Records from a data collection
_ _ _
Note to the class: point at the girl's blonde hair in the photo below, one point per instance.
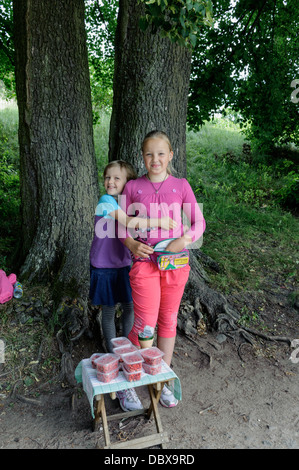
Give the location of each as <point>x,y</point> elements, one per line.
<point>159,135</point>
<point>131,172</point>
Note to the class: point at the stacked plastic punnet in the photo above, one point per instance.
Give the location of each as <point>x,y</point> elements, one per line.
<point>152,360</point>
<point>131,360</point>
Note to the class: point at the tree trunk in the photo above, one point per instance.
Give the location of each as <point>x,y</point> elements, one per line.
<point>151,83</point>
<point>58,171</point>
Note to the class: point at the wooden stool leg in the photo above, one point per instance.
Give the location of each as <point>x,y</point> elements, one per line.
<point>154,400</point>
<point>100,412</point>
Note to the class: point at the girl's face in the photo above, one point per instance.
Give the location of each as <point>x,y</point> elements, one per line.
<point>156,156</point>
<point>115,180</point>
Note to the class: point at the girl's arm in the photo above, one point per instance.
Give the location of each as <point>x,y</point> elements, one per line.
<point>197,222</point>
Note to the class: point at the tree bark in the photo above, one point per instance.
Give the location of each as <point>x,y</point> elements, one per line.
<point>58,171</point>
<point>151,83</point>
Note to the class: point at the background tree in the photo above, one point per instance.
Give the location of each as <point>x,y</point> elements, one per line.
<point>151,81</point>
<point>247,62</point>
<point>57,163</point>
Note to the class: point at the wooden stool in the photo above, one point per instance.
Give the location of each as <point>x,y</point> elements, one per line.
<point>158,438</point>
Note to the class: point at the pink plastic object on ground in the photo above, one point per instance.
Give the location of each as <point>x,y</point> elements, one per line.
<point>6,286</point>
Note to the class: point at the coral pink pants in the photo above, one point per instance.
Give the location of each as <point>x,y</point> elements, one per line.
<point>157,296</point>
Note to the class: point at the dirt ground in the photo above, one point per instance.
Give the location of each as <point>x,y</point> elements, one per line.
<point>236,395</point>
_ _ _
TASK STATEMENT: Put every line of the material above into a numbered list, skipping blank lines. Leave the pictures out.

EXERCISE RESPONSE:
1. Note to the class: point at the girl's blonde hair in the photo below, one point per instance.
2. Give the location of each as <point>x,y</point> elements, one per line.
3. <point>159,135</point>
4. <point>131,172</point>
5. Note to the class: point at the stacked plastic punnet in the photo above, one point per instance.
6. Give the location of each as <point>x,y</point> elements, one per line.
7. <point>152,360</point>
8. <point>131,360</point>
9. Note to the class: point at the tree trunk in the photo above, one point per instance.
10. Give the location of each as <point>x,y</point> elements, one per line.
11. <point>151,83</point>
12. <point>58,171</point>
13. Note to the class: point at the wooden stool leg in the photo above, one point per instance.
14. Give the location of each as <point>x,y</point> elements, one per line.
15. <point>154,400</point>
16. <point>100,412</point>
17. Note to the class: point at the girl's face in the photo above, one point per instance.
18. Give the location of each as <point>x,y</point> elements, one per line.
19. <point>156,156</point>
20. <point>115,180</point>
21. Note to the class: point at the girl's arm in the photo above, one point per instance.
22. Give the location of each as <point>x,y</point> elements, one per line.
23. <point>197,222</point>
24. Note to the class: point at the tree bark in the photo above, one point per instance.
25. Give the location of each as <point>x,y</point> elements, one per line.
26. <point>58,171</point>
27. <point>151,83</point>
28. Note to the class: point at the background tree in the photo above, one point per instance.
29. Give the location of each as <point>x,y</point> elements, one per line.
30. <point>151,81</point>
31. <point>247,62</point>
32. <point>57,163</point>
33. Note to the class: point at the wooden stool in the photo above, one point per instance.
34. Give the location of each as <point>x,y</point> elements, one per line.
35. <point>158,438</point>
36. Note to the class: point at the pink plastic object on ground in the photo above, one point per instance.
37. Give the location of each as <point>x,y</point> elements, one per line.
38. <point>6,286</point>
39. Note to the class: point at the coral pink pants in the photo above, one point per instance.
40. Give the location of each as <point>x,y</point> elements, one per line.
41. <point>157,296</point>
42. Note to the class: point at the dirt ground in the photo above, one point per instance.
43. Give the location of each as <point>x,y</point> elements, one per line.
44. <point>236,395</point>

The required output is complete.